◆ Required tasks ◆
[1] Using the article on Anthropic's Sonnet 5, explain in one to three sentences what Anthropic is aiming for with Claude Sonnet 5.
[2] From the article on Anthropic's Sonnet 5, return the stretch from "Joining the 5" through "and knowledge work.", copied word for word.

Joining the 5 family, Anthropic launches new Sonnet
Billed as the “most agentic Sonnet model ever released”, Anthropic says its newest release can create plans, use browsers and terminals, and reach levels of autonomy that, just a few months ago, required larger and more expensive models.
The goal of Claude Sonnet 5 is to bring the Sonnet line closer to the level of more advanced models, while maintaining a more accessible price range and broadening its reach for everyday use.

Performance Leap
Getting closer to Opus, the new Sonnet 5 delivers a significant performance jump over its previous release. According to Anthropic, this represents a meaningful leap in performance compared to Sonnet 4.6, especially in reasoning, tool use, coding, and knowledge work.
In official materials, the company states that the model covers a much wider range of cost-performance options than the previous Sonnet and, in some scenarios, can even match Opus 4.8.

◆ Data section ◆

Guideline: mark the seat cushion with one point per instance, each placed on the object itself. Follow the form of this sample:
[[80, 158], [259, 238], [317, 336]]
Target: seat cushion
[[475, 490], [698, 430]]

◆ Numbered answers ◆
[1] Anthropic wants Claude Sonnet 5 to bring the Sonnet line closer to the level of its more advanced models. It also wants to keep the price more accessible and broaden the model's reach for everyday use.

[2]
Joining the 5 family, Anthropic launches new Sonnet
Billed as the “most agentic Sonnet model ever released”, Anthropic says its newest release can create plans, use browsers and terminals, and reach levels of autonomy that, just a few months ago, required larger and more expensive models.
The goal of Claude Sonnet 5 is to bring the Sonnet line closer to the level of more advanced models, while maintaining a more accessible price range and broadening its reach for everyday use.

Performance Leap
Getting closer to Opus, the new Sonnet 5 delivers a significant performance jump over its previous release. According to Anthropic, this represents a meaningful leap in performance compared to Sonnet 4.6, especially in reasoning, tool use, coding, and knowledge work.